* [TO BE DONE]: Please count the lines below that contain the word "sandy", and give only the number.
·····
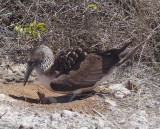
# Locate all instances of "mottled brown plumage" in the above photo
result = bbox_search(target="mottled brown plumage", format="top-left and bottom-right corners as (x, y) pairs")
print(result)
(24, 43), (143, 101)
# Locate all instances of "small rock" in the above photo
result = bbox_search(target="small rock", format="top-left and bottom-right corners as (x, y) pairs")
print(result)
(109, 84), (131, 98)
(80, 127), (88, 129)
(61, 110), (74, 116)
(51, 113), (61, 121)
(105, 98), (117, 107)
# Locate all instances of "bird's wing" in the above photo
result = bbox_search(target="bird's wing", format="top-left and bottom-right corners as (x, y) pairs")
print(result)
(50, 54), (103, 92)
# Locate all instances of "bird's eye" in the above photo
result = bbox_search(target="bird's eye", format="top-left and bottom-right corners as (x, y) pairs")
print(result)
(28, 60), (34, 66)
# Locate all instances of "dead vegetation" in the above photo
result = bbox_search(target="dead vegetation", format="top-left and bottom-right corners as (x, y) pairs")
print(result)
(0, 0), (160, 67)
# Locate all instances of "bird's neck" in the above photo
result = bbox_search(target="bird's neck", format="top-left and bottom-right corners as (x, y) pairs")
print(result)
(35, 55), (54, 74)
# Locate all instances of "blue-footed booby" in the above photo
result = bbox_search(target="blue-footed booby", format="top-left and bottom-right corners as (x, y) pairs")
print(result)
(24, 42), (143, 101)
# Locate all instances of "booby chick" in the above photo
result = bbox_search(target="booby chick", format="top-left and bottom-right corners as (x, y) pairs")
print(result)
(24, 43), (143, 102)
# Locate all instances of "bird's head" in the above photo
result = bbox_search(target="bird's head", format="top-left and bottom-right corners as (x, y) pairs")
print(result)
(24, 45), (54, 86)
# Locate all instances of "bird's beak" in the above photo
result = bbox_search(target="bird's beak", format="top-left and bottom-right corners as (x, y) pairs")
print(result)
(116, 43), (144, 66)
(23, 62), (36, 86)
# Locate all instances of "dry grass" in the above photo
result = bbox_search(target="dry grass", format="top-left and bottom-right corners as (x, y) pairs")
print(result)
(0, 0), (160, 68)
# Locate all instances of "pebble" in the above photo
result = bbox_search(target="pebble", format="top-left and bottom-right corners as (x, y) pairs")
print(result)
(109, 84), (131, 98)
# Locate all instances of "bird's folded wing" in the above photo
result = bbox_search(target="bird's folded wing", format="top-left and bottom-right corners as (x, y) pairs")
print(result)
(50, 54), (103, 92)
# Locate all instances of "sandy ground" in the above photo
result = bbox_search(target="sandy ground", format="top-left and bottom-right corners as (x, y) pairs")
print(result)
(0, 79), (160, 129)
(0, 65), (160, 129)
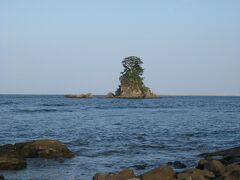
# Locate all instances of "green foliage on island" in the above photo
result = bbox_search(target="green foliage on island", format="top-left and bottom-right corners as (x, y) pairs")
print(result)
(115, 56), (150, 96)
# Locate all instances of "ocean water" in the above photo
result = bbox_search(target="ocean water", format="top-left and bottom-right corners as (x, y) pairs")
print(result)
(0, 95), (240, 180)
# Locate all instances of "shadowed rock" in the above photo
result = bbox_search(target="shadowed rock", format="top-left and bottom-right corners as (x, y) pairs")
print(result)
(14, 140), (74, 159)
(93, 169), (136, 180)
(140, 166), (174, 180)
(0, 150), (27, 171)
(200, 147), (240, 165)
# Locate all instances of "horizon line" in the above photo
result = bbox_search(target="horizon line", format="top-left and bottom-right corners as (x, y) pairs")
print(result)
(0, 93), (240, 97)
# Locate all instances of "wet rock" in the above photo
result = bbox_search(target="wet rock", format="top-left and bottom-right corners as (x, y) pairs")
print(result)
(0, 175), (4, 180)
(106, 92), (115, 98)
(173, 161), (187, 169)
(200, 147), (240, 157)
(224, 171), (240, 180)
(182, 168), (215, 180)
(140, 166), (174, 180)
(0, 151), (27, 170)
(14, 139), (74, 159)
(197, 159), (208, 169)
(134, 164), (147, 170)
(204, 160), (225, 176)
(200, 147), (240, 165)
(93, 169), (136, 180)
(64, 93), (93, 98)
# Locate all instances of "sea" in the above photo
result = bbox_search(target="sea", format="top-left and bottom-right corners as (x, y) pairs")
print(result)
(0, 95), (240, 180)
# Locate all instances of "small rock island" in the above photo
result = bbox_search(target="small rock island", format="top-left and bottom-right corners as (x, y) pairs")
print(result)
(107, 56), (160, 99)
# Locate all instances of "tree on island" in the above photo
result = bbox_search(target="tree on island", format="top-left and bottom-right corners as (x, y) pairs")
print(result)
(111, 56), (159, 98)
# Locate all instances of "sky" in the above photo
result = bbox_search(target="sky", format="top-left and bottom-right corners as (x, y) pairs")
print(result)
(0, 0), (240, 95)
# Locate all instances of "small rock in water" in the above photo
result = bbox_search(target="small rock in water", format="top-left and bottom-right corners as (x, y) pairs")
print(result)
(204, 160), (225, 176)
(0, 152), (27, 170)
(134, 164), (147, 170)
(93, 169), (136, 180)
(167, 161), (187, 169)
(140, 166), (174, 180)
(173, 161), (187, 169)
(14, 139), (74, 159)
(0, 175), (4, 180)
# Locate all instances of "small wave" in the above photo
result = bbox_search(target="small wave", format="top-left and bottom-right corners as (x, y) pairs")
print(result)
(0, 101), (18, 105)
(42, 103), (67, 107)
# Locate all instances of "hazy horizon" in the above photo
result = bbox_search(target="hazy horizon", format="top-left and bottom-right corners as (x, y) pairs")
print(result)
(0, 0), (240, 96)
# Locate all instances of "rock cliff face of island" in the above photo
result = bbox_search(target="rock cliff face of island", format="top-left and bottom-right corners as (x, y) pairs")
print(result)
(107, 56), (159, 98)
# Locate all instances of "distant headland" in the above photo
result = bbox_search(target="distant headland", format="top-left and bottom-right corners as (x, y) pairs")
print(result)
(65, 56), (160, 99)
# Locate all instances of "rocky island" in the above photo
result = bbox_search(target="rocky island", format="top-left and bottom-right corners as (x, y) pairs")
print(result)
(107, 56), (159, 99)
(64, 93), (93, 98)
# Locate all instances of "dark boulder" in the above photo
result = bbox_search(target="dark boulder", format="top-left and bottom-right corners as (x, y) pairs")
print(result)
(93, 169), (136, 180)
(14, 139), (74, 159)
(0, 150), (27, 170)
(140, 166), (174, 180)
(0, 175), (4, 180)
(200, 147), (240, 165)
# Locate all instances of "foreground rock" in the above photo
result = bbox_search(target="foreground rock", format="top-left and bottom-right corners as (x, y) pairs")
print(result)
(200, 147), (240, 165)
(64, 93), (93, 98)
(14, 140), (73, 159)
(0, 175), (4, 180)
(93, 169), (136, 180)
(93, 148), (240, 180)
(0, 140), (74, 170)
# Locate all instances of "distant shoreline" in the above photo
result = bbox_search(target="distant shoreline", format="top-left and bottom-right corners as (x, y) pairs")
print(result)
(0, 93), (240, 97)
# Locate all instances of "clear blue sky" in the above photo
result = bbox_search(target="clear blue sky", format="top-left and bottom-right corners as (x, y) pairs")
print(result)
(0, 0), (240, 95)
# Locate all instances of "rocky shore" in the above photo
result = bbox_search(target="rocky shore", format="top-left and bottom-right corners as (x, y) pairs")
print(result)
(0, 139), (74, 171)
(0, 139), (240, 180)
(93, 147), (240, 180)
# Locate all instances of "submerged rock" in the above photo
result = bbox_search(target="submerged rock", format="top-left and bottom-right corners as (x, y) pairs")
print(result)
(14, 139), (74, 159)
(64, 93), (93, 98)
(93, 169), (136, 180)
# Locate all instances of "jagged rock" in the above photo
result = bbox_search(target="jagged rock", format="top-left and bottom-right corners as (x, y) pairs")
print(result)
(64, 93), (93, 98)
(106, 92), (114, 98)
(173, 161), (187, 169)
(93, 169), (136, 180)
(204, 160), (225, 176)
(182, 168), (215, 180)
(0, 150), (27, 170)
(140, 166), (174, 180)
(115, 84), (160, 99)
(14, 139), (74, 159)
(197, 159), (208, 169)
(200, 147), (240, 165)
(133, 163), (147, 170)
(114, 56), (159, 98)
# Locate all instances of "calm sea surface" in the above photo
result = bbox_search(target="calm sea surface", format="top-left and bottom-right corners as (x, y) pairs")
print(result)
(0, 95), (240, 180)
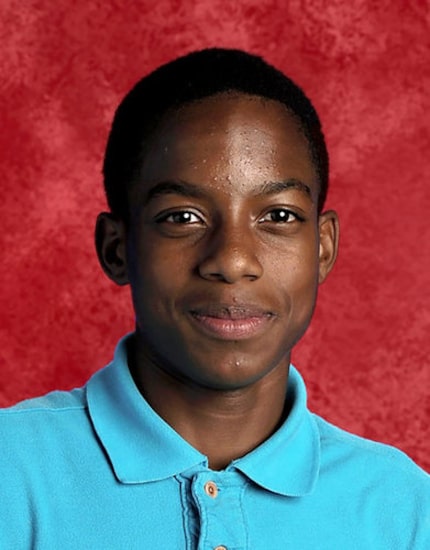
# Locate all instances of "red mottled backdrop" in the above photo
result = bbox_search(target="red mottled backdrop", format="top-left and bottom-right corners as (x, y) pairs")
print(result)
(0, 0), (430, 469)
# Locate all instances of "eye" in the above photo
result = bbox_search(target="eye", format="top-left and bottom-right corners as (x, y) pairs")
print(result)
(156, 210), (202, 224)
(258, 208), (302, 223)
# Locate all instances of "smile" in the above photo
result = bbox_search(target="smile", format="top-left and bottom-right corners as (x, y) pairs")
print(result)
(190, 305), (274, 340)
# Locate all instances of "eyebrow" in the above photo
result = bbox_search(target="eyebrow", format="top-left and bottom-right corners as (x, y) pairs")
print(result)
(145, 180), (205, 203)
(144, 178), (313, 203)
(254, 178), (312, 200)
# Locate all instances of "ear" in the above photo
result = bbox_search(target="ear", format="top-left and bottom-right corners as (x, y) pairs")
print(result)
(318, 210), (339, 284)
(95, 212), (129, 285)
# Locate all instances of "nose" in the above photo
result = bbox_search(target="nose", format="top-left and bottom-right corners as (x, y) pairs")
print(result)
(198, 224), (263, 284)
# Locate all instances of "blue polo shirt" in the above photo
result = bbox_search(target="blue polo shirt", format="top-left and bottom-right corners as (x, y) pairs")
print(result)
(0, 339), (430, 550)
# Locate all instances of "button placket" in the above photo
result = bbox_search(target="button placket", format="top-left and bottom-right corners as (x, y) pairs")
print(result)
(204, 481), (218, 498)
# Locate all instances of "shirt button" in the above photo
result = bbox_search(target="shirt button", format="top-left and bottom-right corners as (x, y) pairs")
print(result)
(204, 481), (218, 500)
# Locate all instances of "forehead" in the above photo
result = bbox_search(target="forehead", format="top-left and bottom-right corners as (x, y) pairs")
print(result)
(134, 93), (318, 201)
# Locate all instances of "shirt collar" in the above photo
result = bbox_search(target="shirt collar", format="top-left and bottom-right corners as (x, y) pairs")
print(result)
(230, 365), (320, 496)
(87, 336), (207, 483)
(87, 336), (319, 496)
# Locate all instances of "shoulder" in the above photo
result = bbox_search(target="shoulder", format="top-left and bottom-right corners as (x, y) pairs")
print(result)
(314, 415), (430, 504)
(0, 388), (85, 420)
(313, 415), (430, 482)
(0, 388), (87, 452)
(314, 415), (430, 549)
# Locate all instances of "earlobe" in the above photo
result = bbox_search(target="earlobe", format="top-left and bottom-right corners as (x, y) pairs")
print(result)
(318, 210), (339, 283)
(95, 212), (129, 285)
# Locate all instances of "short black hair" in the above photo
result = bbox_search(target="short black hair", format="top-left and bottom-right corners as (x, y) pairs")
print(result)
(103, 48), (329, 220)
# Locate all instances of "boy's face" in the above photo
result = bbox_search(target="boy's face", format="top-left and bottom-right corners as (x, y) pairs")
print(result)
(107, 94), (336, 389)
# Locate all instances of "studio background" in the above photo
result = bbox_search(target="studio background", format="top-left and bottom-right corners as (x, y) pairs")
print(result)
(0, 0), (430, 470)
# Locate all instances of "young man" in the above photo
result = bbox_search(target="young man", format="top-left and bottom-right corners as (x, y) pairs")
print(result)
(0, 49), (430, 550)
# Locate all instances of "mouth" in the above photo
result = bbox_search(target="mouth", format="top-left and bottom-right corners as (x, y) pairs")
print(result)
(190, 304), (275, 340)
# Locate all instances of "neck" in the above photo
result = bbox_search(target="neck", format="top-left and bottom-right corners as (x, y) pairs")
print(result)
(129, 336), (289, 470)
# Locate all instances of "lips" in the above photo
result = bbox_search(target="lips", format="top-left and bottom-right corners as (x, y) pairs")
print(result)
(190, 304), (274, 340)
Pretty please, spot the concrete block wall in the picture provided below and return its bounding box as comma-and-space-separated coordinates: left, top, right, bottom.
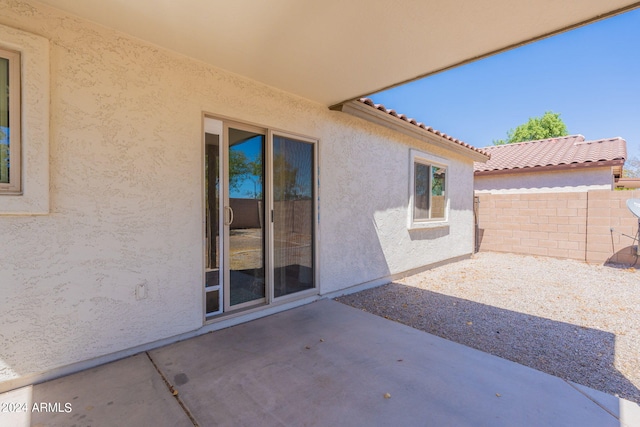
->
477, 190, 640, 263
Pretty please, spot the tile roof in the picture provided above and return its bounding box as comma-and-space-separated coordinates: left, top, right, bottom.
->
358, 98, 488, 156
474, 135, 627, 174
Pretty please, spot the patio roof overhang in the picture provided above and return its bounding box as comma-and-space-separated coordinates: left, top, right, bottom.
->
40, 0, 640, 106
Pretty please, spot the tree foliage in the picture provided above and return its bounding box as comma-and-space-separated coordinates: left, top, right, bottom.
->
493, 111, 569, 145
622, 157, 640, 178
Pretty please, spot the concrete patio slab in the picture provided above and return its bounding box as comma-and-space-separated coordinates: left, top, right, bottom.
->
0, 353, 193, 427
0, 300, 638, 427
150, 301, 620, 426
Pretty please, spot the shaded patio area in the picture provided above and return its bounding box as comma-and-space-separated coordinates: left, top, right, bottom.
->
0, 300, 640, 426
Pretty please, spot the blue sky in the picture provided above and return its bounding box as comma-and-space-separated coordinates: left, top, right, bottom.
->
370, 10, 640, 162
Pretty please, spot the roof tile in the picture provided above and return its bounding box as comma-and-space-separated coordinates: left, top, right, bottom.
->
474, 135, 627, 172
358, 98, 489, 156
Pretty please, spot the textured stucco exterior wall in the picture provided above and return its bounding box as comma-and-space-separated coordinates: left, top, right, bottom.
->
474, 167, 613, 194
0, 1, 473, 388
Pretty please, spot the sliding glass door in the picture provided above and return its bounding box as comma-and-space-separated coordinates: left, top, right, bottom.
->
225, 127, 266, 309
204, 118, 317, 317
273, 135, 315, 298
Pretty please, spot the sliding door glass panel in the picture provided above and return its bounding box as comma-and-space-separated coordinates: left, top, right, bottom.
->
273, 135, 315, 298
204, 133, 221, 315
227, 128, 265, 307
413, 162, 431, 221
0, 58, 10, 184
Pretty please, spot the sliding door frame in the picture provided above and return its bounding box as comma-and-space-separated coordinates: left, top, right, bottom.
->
·····
* [WORKED SOLUTION]: 2